__Activity__
The exercise calls for every entry that follows to be repeated exactly.

(Region pointing data)
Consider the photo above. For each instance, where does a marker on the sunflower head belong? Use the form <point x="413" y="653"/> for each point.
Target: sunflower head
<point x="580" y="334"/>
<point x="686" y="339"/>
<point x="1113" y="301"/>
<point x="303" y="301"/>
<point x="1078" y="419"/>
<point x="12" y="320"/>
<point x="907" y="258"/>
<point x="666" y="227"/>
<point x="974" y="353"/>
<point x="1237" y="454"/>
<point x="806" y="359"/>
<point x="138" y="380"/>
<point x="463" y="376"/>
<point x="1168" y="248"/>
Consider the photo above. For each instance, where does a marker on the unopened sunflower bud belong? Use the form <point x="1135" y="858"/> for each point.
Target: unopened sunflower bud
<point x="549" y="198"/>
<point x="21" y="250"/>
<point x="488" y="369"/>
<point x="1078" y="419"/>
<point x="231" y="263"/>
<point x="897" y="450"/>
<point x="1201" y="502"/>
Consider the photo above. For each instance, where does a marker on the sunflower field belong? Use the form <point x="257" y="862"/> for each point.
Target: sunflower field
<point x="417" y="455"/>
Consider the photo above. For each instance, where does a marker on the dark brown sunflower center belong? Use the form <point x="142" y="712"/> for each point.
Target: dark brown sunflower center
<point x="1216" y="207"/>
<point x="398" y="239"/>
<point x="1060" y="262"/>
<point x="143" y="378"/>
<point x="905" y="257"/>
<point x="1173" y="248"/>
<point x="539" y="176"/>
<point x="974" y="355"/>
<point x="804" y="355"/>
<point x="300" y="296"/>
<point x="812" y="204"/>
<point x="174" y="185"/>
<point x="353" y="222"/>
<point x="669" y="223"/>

__Response to this task__
Consider the photo above. For each instance, where does a marker on the sunflower head belong? Use the form <point x="413" y="653"/> for each point.
Target: sunflower head
<point x="580" y="334"/>
<point x="686" y="339"/>
<point x="1113" y="301"/>
<point x="303" y="301"/>
<point x="1078" y="419"/>
<point x="12" y="320"/>
<point x="907" y="258"/>
<point x="666" y="227"/>
<point x="974" y="353"/>
<point x="1237" y="454"/>
<point x="806" y="359"/>
<point x="138" y="380"/>
<point x="463" y="376"/>
<point x="1168" y="248"/>
Consider the photo above. For each instance, where does a marker on the unopened sunflower bud belong? Use the form <point x="1135" y="858"/> for each point.
Target: unopened sunflower bud
<point x="549" y="198"/>
<point x="21" y="250"/>
<point x="488" y="369"/>
<point x="1078" y="419"/>
<point x="231" y="263"/>
<point x="897" y="450"/>
<point x="1201" y="502"/>
Consider the photo above. For each instance, where does a marker on the sunflower field belong? Use the form <point x="257" y="862"/> for each point.
Target: sunflower field
<point x="417" y="455"/>
Consider the photo above. For each instance, where does a marker on the dark brown sunflower center belong? Use the form <point x="142" y="712"/> for each point.
Target: dark brown sunflower center
<point x="1216" y="207"/>
<point x="398" y="239"/>
<point x="1060" y="262"/>
<point x="143" y="378"/>
<point x="905" y="257"/>
<point x="1173" y="248"/>
<point x="539" y="176"/>
<point x="974" y="355"/>
<point x="804" y="355"/>
<point x="300" y="296"/>
<point x="812" y="204"/>
<point x="174" y="185"/>
<point x="353" y="222"/>
<point x="669" y="223"/>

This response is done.